*Task data:*
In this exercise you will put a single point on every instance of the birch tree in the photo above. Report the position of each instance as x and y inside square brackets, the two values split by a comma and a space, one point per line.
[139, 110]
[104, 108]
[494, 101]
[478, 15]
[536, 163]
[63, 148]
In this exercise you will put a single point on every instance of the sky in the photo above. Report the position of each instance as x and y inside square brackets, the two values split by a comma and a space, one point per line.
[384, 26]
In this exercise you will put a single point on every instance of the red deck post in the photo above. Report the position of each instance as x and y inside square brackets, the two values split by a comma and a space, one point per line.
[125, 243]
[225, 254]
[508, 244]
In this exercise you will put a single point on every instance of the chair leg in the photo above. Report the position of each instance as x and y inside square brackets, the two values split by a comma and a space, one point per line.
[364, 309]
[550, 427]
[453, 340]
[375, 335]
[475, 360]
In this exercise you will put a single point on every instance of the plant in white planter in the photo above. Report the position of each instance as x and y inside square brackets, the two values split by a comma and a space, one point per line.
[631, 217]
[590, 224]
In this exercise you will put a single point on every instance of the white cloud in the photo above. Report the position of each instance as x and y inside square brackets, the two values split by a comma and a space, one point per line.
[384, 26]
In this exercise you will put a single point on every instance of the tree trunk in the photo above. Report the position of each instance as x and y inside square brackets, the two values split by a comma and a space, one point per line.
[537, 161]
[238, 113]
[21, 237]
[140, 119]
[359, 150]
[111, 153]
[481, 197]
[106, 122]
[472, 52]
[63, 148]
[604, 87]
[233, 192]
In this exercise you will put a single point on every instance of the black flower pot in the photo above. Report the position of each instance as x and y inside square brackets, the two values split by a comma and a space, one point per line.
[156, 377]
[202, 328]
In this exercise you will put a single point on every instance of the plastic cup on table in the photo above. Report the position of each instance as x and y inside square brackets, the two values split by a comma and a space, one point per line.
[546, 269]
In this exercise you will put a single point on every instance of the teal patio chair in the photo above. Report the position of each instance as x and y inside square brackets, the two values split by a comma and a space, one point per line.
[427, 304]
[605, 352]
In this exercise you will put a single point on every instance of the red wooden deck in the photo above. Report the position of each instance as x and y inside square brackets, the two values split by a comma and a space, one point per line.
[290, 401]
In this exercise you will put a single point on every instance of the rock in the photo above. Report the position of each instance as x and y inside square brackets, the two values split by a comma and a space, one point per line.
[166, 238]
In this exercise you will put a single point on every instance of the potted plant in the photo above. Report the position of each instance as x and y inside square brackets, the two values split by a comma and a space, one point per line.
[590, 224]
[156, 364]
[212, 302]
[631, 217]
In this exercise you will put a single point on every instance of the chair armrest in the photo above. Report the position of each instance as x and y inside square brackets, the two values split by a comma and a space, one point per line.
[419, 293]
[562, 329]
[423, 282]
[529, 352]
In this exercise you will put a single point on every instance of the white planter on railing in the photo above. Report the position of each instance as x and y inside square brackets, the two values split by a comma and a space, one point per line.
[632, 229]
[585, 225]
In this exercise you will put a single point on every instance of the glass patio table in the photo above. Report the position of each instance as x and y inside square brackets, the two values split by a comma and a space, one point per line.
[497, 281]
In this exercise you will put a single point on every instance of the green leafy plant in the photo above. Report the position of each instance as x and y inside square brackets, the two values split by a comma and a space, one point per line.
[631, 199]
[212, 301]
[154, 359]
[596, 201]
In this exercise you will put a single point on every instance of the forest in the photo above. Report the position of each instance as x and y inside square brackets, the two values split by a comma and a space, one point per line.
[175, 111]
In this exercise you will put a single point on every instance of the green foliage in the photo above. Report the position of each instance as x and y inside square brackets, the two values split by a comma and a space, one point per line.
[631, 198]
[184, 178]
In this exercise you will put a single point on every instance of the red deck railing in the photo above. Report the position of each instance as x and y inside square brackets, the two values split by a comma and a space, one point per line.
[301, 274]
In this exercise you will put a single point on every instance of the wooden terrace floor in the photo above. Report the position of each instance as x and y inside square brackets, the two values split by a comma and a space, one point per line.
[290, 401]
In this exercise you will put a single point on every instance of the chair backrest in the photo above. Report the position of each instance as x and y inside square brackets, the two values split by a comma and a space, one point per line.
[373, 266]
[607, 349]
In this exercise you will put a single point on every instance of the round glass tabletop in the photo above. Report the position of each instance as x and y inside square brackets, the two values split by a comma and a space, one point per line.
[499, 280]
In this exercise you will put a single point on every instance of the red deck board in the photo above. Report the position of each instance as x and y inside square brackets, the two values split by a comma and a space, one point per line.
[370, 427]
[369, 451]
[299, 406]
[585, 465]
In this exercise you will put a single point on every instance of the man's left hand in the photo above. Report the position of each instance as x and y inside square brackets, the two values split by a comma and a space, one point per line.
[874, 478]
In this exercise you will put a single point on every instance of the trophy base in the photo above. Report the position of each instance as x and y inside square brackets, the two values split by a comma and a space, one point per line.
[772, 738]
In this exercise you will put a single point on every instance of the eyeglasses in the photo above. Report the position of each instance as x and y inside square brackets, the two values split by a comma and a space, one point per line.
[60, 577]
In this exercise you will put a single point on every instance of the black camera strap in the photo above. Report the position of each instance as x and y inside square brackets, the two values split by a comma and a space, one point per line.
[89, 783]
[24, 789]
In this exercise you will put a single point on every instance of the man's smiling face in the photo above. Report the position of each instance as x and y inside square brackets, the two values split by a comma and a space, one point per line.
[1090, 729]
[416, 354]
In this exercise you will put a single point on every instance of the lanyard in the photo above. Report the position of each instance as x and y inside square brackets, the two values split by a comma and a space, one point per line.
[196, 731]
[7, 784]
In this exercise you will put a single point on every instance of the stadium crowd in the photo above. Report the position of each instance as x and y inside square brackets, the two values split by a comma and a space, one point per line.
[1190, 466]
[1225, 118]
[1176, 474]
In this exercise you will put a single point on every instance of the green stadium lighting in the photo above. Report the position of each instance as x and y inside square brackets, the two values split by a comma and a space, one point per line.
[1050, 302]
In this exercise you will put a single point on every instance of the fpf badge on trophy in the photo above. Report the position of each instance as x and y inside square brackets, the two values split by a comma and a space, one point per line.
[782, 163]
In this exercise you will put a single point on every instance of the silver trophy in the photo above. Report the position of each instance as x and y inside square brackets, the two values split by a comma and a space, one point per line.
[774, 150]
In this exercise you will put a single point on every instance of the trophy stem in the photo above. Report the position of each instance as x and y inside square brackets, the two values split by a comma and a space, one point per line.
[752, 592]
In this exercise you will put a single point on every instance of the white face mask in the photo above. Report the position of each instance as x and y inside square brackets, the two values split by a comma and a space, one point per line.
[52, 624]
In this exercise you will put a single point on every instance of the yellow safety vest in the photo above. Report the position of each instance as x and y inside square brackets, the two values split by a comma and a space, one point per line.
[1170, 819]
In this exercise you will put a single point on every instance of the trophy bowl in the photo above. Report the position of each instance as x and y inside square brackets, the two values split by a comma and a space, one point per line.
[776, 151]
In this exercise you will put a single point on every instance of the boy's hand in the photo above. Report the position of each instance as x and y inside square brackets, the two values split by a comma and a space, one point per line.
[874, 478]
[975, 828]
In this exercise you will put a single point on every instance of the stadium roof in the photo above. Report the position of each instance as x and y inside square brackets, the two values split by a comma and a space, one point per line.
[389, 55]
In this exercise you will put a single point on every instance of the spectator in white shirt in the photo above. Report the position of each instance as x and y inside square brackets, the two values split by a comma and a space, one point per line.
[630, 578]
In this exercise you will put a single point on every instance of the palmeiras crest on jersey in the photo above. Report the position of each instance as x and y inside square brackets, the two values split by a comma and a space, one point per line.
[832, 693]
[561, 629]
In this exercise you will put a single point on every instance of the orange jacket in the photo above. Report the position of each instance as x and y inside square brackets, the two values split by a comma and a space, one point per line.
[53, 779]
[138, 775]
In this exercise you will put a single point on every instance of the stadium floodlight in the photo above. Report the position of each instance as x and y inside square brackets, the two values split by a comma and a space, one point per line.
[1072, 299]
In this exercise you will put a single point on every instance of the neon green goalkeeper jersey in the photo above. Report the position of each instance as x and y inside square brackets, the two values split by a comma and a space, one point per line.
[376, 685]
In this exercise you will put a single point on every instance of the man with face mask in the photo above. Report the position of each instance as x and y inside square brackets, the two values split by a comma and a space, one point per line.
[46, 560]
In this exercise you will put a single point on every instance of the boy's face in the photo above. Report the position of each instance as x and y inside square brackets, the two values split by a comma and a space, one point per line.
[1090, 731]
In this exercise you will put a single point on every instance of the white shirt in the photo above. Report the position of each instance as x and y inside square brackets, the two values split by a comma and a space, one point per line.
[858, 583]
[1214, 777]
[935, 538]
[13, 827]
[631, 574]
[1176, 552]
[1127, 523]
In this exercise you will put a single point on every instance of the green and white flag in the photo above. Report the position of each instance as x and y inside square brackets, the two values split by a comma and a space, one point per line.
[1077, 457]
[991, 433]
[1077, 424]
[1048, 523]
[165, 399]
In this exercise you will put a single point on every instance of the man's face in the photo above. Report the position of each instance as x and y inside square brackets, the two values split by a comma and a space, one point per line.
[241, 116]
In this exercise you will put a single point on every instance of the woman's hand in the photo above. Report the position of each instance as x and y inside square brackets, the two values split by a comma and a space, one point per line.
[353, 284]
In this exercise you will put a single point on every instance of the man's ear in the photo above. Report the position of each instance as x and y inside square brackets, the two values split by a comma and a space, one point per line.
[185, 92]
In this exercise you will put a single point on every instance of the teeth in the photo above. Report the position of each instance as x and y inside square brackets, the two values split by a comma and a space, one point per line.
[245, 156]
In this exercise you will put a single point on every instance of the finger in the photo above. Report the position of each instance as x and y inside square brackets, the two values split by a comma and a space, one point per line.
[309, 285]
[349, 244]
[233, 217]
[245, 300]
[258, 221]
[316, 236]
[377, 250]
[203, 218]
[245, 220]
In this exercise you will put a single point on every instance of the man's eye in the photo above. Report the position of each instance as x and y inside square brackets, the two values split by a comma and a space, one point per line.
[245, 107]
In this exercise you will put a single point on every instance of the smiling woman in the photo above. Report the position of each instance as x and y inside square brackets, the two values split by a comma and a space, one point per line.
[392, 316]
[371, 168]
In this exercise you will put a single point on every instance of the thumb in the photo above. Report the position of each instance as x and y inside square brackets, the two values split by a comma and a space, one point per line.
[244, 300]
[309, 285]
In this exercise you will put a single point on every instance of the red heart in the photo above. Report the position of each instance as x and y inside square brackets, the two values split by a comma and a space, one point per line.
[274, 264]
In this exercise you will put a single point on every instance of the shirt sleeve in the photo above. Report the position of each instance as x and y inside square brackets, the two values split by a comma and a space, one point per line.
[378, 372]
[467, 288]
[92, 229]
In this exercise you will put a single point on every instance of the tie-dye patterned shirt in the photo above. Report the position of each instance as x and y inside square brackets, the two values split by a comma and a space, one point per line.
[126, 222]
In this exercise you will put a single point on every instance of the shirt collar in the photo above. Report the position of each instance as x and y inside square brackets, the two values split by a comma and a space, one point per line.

*Directions:* In the entries, find the line containing "the red heart" and output it and all remaining lines exactly.

*Answer for this exercise:*
In this exercise you will put a single point on every instance of the red heart in the photo above. Report the position of each instance as x and y inside square brackets, the two values split by a comma and a space, one point per line.
[274, 264]
In this exercise you will put a single point on every instance of the shirt sleeve in the photo above. Report the position of each instance as x and y inside square brackets, the two values split by a comma and a space, one point per line.
[378, 372]
[467, 288]
[92, 229]
In this exercise you will put a single point on every instance of the tie-dye patterned shirt in the photo above. Report the position of each instance as x and y inside square brackets, the two values split by a comma and a space, one point per line.
[126, 222]
In this exercise you will put a single point on every instance of the shirt collar in the photo above. Report the position of each instance as x and y inside square brackets, the two values split by a comma and a space, one point per line.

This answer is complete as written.